Region labeling records:
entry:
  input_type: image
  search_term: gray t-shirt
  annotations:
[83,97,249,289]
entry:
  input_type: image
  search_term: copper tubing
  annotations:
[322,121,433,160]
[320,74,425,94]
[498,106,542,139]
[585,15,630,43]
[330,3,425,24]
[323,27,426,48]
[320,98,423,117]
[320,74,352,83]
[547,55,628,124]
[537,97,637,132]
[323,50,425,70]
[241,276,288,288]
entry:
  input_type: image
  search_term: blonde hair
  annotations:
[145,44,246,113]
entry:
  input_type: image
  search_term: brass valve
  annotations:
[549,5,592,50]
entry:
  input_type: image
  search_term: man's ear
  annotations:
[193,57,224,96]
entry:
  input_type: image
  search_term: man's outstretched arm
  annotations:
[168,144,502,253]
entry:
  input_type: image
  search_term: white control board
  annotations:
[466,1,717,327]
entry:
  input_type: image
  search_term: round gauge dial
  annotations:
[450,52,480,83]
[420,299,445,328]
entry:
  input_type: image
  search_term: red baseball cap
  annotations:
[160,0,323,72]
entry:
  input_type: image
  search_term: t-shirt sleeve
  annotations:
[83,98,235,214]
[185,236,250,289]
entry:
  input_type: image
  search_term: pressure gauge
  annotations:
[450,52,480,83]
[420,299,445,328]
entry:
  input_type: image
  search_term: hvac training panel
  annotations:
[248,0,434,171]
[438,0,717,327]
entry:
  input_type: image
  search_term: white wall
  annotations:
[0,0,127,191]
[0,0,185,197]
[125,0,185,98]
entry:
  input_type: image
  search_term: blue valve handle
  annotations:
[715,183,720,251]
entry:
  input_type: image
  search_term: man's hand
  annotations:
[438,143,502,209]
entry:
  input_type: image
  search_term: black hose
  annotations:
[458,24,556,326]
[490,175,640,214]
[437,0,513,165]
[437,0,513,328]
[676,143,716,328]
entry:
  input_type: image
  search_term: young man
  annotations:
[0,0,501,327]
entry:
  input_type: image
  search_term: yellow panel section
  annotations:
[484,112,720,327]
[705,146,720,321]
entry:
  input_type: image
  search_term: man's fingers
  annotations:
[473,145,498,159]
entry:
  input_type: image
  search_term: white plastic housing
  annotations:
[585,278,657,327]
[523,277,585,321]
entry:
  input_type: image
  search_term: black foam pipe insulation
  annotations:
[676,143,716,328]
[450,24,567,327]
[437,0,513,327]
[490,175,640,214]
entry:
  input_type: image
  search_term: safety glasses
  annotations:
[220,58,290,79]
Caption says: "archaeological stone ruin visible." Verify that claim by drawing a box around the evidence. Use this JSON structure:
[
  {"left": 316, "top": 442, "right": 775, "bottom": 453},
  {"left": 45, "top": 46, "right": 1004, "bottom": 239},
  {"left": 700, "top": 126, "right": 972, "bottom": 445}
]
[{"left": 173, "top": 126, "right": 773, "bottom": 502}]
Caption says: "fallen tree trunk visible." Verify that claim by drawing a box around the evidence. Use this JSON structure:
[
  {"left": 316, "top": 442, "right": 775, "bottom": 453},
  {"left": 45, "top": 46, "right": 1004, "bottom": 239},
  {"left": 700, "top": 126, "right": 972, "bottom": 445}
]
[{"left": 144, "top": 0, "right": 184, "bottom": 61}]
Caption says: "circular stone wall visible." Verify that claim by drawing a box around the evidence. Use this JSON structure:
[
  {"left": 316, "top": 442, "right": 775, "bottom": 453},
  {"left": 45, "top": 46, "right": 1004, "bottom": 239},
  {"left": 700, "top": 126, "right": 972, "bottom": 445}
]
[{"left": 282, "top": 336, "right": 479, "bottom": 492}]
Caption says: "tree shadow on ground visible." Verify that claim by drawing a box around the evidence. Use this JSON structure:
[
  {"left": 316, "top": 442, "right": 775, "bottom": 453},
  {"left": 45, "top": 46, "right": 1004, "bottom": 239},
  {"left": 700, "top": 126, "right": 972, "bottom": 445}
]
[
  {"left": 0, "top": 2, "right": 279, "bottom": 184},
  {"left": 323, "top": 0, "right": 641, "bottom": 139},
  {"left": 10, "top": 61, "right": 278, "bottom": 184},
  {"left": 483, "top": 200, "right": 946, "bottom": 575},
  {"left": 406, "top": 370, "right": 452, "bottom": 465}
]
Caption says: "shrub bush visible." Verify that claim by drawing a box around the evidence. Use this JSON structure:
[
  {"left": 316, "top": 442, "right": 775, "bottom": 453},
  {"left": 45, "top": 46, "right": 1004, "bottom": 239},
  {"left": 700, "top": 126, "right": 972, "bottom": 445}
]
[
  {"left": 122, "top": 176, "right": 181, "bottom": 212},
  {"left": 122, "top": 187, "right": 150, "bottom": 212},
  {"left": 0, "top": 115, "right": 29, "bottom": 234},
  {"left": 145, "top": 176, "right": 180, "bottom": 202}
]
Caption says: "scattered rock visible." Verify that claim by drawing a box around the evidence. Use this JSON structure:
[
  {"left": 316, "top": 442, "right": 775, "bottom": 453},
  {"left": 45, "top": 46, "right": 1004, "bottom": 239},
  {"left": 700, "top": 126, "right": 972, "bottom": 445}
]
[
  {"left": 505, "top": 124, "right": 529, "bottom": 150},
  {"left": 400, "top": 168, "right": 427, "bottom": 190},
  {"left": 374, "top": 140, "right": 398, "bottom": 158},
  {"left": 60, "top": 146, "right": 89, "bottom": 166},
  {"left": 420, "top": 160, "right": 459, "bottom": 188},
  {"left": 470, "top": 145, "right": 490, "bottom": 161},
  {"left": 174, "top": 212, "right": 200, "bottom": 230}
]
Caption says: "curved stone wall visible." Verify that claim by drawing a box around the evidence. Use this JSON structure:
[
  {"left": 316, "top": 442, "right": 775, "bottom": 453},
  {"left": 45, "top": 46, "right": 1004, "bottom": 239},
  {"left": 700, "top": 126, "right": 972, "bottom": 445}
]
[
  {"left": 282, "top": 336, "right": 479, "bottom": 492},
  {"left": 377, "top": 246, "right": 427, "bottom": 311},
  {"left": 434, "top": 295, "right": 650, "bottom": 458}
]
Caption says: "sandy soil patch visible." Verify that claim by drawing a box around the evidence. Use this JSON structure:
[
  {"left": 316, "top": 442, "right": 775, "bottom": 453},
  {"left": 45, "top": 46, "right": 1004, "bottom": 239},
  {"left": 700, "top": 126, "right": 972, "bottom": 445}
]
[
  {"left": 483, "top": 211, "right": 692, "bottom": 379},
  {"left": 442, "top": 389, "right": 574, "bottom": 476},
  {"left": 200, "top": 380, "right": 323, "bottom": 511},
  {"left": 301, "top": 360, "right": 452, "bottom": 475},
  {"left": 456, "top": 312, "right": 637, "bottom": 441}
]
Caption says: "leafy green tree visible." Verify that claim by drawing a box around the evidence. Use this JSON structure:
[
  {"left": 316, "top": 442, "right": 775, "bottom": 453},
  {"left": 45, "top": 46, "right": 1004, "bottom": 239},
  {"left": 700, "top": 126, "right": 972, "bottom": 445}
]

## Exercise directions
Duplicate all of the items above without changing anything.

## Answer below
entry:
  input_type: image
  search_term: gray t-shirt
  annotations:
[83,97,249,289]
entry:
  input_type: image
  search_term: copper tubing
  annotations:
[322,121,433,160]
[320,74,425,94]
[498,106,542,139]
[585,15,630,43]
[330,3,425,24]
[323,27,426,48]
[320,98,423,117]
[320,74,352,83]
[547,55,628,124]
[537,97,637,132]
[323,50,425,70]
[241,276,288,288]
entry:
  input_type: image
  search_term: blonde hair
  annotations:
[145,44,246,113]
entry:
  input_type: image
  search_term: brass valve
  annotations:
[549,5,592,50]
entry:
  input_type: image
  search_term: man's ear
  annotations:
[193,57,224,96]
entry:
  input_type: image
  search_term: man's outstretched arm
  annotations:
[168,144,502,253]
entry:
  input_type: image
  search_term: white control board
  annotations:
[466,1,717,327]
entry:
  input_type: image
  search_term: round gauge dial
  annotations:
[450,52,480,83]
[420,299,445,328]
entry:
  input_type: image
  search_term: red baseball cap
  annotations:
[160,0,323,72]
entry:
  input_type: image
  search_term: t-shirt sleeve
  annotations:
[83,98,235,214]
[185,236,250,289]
entry:
  input_type: image
  search_term: pressure gauge
  annotations:
[450,52,480,83]
[420,299,445,328]
entry:
  input_type: image
  search_term: hvac training panel
  annotations:
[248,0,434,171]
[438,0,717,327]
entry:
  input_type: image
  search_term: white wall
  annotations:
[0,0,127,191]
[0,0,185,197]
[125,0,185,98]
entry:
  input_type: image
  search_term: blue valve handle
  annotations:
[715,183,720,251]
entry:
  input_type: image
  search_term: man's hand
  annotations:
[438,143,502,209]
entry:
  input_type: image
  search_term: black hose
  annotations:
[458,24,556,326]
[490,175,640,214]
[437,0,513,165]
[437,0,513,328]
[676,143,716,328]
entry:
  input_type: image
  search_term: young man
  annotations:
[0,0,501,327]
entry:
  input_type: image
  search_term: yellow panel section
  annotations:
[484,112,720,327]
[705,146,720,321]
entry:
  input_type: image
  search_term: man's fingers
  annotations:
[473,145,498,159]
entry:
  input_type: image
  search_term: white plastic housing
  annotations:
[585,278,657,327]
[523,277,585,321]
entry:
  input_type: image
  search_term: black foam pipe insulation
  annotations:
[676,143,716,328]
[450,24,567,327]
[437,0,513,327]
[490,175,640,214]
entry:
  input_type: image
  search_term: safety glasses
  annotations:
[220,58,290,79]
Caption says: "archaeological stone ruin visible." Verify that claim by drawing a box around the evidence. Use this JSON structure:
[
  {"left": 316, "top": 442, "right": 775, "bottom": 453},
  {"left": 45, "top": 46, "right": 1004, "bottom": 239},
  {"left": 700, "top": 126, "right": 972, "bottom": 445}
]
[{"left": 173, "top": 126, "right": 773, "bottom": 502}]
Caption says: "fallen tree trunk visible." Verify that claim by drawing a box around the evidence. Use this JSON structure:
[
  {"left": 316, "top": 442, "right": 775, "bottom": 453},
  {"left": 45, "top": 46, "right": 1004, "bottom": 239},
  {"left": 700, "top": 126, "right": 972, "bottom": 445}
]
[{"left": 144, "top": 0, "right": 184, "bottom": 61}]
Caption says: "circular stone wall visible." Verify that claim by drawing a box around the evidence. Use this JSON structure:
[
  {"left": 316, "top": 442, "right": 775, "bottom": 453},
  {"left": 45, "top": 46, "right": 1004, "bottom": 239},
  {"left": 700, "top": 126, "right": 972, "bottom": 445}
]
[{"left": 282, "top": 336, "right": 479, "bottom": 492}]
Caption says: "tree shadow on ground visible." Verify that claim by drawing a box around the evidence. Use this JSON structure:
[
  {"left": 316, "top": 442, "right": 775, "bottom": 453},
  {"left": 45, "top": 46, "right": 1004, "bottom": 239},
  {"left": 700, "top": 126, "right": 972, "bottom": 445}
]
[
  {"left": 0, "top": 2, "right": 279, "bottom": 184},
  {"left": 323, "top": 0, "right": 641, "bottom": 139},
  {"left": 10, "top": 61, "right": 278, "bottom": 184},
  {"left": 483, "top": 200, "right": 946, "bottom": 575},
  {"left": 406, "top": 370, "right": 452, "bottom": 465}
]
Caption says: "shrub bush visible." Verify that claim by drawing a box around the evidence. Use this JSON structure:
[
  {"left": 316, "top": 442, "right": 775, "bottom": 453},
  {"left": 45, "top": 46, "right": 1004, "bottom": 239},
  {"left": 700, "top": 126, "right": 972, "bottom": 445}
]
[
  {"left": 122, "top": 176, "right": 181, "bottom": 212},
  {"left": 122, "top": 187, "right": 150, "bottom": 212},
  {"left": 0, "top": 115, "right": 29, "bottom": 234},
  {"left": 145, "top": 176, "right": 180, "bottom": 202}
]
Caption says: "scattered rock visible." Verify that claim by drawing a box around the evidence. Use this JSON structure:
[
  {"left": 316, "top": 442, "right": 775, "bottom": 453},
  {"left": 45, "top": 46, "right": 1004, "bottom": 239},
  {"left": 700, "top": 126, "right": 972, "bottom": 445}
]
[
  {"left": 505, "top": 124, "right": 529, "bottom": 150},
  {"left": 400, "top": 168, "right": 427, "bottom": 190},
  {"left": 374, "top": 140, "right": 398, "bottom": 158},
  {"left": 60, "top": 146, "right": 89, "bottom": 166},
  {"left": 420, "top": 160, "right": 459, "bottom": 188},
  {"left": 470, "top": 145, "right": 490, "bottom": 161},
  {"left": 174, "top": 212, "right": 200, "bottom": 230}
]
Caption says: "curved stone wall visible." Verify that claim by drawing a box around the evidence. Use this JSON structure:
[
  {"left": 316, "top": 442, "right": 775, "bottom": 453},
  {"left": 45, "top": 46, "right": 1004, "bottom": 239},
  {"left": 700, "top": 126, "right": 972, "bottom": 445}
]
[
  {"left": 282, "top": 336, "right": 479, "bottom": 492},
  {"left": 377, "top": 246, "right": 427, "bottom": 311},
  {"left": 434, "top": 295, "right": 650, "bottom": 458}
]
Caption says: "sandy soil patch visible." Verify that claim by drawing a box around the evidence. Use this JSON structure:
[
  {"left": 316, "top": 442, "right": 775, "bottom": 453},
  {"left": 45, "top": 46, "right": 1004, "bottom": 239},
  {"left": 700, "top": 126, "right": 972, "bottom": 445}
]
[
  {"left": 483, "top": 211, "right": 692, "bottom": 379},
  {"left": 442, "top": 389, "right": 574, "bottom": 476},
  {"left": 200, "top": 380, "right": 323, "bottom": 511},
  {"left": 301, "top": 360, "right": 452, "bottom": 475},
  {"left": 456, "top": 312, "right": 637, "bottom": 441}
]
Caption says: "leafy green tree visible." Verify that claim by drawing a box around the evidence. Use this JSON structure:
[
  {"left": 316, "top": 442, "right": 775, "bottom": 453},
  {"left": 45, "top": 46, "right": 1004, "bottom": 239},
  {"left": 700, "top": 126, "right": 972, "bottom": 445}
]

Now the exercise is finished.